*Work instructions*.
Return only the line that contains "Pinpoint the grass." and each line after it, through the last line of the data below, copied exactly.

*Dataset rows*.
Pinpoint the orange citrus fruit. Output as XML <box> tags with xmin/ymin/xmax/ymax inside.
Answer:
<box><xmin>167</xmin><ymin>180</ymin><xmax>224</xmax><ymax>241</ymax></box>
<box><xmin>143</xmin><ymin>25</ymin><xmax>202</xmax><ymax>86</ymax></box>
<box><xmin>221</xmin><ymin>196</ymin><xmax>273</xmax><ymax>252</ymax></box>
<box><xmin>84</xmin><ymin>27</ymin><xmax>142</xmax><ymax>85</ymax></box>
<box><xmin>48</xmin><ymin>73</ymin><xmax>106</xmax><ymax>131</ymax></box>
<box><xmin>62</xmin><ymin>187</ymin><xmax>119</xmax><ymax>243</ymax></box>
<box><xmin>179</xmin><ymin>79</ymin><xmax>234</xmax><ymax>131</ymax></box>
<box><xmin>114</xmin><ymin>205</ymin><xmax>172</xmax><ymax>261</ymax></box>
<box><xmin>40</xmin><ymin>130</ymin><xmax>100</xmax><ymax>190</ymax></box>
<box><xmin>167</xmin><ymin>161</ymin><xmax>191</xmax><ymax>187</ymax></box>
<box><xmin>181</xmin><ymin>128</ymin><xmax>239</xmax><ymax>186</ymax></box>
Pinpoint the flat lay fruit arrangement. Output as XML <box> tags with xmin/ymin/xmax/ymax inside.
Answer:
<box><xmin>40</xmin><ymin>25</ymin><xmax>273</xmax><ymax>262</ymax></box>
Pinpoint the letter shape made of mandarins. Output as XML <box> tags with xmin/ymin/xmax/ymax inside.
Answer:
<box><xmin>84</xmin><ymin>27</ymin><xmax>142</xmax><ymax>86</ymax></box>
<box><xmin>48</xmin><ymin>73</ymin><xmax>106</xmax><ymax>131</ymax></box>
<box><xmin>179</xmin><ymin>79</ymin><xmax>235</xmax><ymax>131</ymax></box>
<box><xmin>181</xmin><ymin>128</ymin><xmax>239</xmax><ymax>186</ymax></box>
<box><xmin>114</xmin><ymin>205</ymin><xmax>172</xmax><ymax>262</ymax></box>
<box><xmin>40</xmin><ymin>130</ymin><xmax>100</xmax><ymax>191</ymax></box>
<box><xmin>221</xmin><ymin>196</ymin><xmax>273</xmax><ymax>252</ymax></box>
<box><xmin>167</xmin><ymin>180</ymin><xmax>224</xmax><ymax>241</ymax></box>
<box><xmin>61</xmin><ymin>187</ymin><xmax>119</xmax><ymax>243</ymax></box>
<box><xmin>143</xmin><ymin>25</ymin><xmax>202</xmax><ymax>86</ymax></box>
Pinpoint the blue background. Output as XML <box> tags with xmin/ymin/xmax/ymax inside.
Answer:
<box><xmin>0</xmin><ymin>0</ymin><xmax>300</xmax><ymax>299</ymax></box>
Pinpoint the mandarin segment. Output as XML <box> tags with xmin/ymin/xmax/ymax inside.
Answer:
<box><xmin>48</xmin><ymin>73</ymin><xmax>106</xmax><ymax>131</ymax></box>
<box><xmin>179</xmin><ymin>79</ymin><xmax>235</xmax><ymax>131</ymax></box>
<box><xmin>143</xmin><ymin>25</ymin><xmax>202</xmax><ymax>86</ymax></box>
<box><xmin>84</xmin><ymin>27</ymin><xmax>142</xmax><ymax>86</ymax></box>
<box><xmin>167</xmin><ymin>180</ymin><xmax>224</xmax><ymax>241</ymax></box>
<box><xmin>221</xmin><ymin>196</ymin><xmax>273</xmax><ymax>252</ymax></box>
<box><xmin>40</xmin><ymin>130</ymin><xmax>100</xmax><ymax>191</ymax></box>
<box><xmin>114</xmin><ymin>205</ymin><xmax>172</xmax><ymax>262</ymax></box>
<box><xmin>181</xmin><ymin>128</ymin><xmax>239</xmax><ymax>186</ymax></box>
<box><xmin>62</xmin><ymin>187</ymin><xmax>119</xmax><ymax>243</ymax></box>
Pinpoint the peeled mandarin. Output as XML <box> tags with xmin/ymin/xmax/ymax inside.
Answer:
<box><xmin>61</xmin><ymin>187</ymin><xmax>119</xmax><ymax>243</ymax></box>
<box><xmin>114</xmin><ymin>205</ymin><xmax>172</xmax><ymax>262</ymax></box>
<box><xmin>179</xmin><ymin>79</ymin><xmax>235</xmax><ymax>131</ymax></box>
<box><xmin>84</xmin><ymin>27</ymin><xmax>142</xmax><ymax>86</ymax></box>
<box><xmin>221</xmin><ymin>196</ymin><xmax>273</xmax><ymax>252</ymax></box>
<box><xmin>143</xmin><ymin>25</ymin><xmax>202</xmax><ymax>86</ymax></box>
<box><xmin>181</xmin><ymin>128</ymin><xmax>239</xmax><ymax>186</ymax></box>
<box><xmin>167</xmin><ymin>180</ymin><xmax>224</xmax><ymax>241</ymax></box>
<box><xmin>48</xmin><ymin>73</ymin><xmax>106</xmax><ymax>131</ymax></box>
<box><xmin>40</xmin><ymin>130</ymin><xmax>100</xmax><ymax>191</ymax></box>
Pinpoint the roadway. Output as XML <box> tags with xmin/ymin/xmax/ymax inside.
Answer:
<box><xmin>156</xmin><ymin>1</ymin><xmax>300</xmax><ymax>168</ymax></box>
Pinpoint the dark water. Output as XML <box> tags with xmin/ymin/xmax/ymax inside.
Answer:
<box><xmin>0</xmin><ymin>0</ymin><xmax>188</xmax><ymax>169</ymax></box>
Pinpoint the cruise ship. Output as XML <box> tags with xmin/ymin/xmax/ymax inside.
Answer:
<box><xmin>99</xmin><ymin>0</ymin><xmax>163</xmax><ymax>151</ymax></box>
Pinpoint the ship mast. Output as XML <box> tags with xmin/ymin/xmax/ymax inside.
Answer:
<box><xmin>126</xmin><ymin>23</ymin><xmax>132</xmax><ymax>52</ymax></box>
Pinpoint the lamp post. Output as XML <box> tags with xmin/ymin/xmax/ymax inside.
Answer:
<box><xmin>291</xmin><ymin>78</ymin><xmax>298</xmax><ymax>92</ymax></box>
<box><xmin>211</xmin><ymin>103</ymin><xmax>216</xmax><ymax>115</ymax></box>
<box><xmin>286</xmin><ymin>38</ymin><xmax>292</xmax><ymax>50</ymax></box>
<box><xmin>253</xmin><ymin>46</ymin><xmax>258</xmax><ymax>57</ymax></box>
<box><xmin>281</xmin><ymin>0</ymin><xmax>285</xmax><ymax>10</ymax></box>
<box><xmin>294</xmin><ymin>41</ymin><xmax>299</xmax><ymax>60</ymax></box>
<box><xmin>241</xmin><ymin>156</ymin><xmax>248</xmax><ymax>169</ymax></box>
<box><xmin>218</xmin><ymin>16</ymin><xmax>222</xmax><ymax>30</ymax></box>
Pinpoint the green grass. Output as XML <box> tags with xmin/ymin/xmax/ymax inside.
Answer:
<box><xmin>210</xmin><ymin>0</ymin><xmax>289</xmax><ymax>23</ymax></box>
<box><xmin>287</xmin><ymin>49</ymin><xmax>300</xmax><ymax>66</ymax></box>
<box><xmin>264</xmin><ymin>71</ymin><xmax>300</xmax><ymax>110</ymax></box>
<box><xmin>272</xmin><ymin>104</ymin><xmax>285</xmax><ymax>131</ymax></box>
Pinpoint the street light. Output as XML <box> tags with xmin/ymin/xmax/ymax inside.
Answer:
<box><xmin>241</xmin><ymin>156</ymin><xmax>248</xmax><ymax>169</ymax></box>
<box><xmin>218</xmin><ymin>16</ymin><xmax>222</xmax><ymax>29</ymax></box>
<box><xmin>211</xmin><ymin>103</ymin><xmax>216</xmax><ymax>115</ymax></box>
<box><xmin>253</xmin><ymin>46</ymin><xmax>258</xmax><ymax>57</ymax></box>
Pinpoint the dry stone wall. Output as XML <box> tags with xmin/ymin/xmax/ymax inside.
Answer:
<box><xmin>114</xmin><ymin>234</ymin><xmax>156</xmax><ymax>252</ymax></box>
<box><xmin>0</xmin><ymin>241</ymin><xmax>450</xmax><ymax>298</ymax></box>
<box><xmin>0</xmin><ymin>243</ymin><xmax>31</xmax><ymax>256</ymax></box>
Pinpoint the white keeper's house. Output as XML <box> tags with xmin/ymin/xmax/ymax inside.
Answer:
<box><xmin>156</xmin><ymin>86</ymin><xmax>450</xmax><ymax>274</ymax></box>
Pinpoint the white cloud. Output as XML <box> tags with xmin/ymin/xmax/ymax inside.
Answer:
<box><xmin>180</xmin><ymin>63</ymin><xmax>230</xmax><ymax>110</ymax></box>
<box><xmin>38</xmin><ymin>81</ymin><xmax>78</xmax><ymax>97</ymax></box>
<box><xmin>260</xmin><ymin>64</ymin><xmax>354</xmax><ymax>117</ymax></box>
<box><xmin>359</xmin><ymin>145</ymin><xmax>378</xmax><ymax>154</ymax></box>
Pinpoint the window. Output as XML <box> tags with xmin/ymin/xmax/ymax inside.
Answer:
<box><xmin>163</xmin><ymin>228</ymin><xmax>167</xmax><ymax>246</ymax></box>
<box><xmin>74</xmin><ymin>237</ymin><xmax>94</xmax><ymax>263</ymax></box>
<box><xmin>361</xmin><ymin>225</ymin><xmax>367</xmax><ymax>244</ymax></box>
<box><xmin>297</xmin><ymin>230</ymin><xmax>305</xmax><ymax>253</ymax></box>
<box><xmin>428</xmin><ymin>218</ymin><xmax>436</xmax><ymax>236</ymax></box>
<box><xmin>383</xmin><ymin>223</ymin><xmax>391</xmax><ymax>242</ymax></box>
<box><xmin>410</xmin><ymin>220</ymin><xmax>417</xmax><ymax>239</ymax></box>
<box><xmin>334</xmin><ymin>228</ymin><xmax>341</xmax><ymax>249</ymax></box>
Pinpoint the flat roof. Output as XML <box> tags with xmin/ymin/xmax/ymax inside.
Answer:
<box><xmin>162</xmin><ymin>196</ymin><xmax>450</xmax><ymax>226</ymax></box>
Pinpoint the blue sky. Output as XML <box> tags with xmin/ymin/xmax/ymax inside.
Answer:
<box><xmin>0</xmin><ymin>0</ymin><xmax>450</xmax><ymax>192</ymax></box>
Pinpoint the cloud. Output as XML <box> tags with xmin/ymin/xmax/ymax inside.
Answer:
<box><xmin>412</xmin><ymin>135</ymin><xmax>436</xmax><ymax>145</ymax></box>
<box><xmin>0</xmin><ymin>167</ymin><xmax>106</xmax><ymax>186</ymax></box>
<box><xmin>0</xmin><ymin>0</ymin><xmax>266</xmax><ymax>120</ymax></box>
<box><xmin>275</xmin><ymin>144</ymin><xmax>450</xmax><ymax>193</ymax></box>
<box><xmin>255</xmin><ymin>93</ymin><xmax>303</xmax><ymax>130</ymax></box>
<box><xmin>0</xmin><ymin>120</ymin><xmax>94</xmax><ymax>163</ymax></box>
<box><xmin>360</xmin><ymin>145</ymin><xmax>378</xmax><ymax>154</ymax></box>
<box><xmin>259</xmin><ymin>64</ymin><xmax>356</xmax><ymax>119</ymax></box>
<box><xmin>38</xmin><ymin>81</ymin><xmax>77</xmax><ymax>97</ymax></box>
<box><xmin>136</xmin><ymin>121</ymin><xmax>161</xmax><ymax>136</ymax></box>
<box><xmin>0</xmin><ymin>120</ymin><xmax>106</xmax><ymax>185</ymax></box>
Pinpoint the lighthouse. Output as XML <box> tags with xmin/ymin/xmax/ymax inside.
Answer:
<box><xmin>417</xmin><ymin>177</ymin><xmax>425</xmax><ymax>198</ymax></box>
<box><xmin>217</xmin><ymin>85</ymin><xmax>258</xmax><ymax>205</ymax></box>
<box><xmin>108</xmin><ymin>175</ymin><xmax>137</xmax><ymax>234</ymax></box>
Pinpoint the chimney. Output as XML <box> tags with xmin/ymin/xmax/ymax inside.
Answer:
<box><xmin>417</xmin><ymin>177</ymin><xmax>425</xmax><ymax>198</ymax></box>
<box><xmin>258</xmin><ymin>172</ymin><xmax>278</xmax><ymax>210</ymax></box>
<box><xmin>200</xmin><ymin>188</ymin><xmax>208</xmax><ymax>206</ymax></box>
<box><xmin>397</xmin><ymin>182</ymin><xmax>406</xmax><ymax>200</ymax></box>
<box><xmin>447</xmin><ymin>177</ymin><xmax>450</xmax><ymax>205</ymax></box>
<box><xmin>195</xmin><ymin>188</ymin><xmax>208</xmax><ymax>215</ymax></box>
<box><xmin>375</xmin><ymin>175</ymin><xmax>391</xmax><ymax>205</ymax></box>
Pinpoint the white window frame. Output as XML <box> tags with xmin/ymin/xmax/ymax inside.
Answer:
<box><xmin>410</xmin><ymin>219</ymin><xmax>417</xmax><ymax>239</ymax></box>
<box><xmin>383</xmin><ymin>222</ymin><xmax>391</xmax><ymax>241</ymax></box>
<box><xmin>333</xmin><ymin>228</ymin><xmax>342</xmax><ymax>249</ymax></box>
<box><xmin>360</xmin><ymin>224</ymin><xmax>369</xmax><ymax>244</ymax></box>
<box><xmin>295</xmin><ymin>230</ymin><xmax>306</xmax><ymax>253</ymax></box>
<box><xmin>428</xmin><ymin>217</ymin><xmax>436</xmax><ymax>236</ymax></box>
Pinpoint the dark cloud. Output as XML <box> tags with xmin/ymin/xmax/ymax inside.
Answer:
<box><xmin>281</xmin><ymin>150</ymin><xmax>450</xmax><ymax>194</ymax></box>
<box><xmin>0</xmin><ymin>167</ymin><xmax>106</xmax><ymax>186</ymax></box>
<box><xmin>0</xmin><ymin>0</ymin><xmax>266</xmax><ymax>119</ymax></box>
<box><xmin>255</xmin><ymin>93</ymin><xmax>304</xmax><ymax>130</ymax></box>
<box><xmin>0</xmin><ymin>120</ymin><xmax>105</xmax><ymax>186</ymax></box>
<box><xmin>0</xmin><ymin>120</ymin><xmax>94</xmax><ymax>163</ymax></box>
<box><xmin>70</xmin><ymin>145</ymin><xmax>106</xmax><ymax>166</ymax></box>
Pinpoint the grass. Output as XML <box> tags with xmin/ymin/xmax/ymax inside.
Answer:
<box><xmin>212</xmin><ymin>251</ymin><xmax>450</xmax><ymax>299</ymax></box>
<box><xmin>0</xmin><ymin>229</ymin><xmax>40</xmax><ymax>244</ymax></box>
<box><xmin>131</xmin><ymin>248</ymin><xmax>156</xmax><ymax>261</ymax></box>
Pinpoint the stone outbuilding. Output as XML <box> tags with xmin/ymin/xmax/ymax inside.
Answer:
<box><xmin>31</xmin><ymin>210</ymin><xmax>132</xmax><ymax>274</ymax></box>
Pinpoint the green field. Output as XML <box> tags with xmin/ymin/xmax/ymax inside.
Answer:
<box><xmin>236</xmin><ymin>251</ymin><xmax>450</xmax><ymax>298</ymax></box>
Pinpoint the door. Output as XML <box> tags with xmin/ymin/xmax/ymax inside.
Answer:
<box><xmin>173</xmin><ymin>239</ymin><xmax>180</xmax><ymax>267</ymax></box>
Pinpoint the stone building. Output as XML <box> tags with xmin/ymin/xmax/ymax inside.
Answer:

*Exercise response*.
Pinpoint the grass. Output as XML <box> tags with xmin/ymin/xmax/ymax inside.
Answer:
<box><xmin>212</xmin><ymin>251</ymin><xmax>450</xmax><ymax>299</ymax></box>
<box><xmin>0</xmin><ymin>229</ymin><xmax>40</xmax><ymax>244</ymax></box>
<box><xmin>131</xmin><ymin>248</ymin><xmax>156</xmax><ymax>261</ymax></box>
Pinpoint the stone outbuilding. Output as XML <box> tags with xmin/ymin/xmax/ymax inside.
Answer:
<box><xmin>31</xmin><ymin>210</ymin><xmax>132</xmax><ymax>274</ymax></box>
Pinpoint the green field. Output as XML <box> tags with xmin/ymin/xmax/ymax inside.
Answer:
<box><xmin>236</xmin><ymin>251</ymin><xmax>450</xmax><ymax>298</ymax></box>
Pinpoint the door. Output as XML <box> tags with xmin/ymin/xmax/ymax inside.
Answer:
<box><xmin>173</xmin><ymin>239</ymin><xmax>180</xmax><ymax>267</ymax></box>
Pinpoint the stone building. Output as XML <box> tags with xmin/ymin/xmax/ymax inside.
Answer:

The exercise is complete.